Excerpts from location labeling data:

▬▬▬

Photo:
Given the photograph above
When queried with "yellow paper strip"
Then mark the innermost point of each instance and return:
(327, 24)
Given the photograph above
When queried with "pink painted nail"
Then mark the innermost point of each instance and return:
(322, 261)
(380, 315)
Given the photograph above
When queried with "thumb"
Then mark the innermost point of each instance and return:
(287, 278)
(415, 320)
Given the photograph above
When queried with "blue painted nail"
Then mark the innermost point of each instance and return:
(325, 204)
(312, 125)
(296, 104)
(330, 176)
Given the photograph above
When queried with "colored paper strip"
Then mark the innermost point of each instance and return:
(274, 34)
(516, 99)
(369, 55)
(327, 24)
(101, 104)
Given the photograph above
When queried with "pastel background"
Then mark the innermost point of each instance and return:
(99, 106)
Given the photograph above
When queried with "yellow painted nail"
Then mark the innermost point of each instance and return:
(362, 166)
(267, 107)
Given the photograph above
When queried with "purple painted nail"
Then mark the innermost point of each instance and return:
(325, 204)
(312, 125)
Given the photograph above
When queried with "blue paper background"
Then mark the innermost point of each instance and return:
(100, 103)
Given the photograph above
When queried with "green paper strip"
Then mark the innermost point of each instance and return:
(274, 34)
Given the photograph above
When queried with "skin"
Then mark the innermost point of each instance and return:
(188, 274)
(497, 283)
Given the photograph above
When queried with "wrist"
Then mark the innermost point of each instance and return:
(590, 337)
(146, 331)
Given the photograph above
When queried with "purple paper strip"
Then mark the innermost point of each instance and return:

▬▬▬

▸ EXERCISE TASK
Please gather and copy out every line of the records that contains the string "paper". Count a match only when its case matches.

▸ SOLUTION BELOW
When queried with "yellow paper strip"
When queried with "colored paper strip"
When queried with "blue paper background"
When queried with "green paper strip"
When queried with "purple paper strip"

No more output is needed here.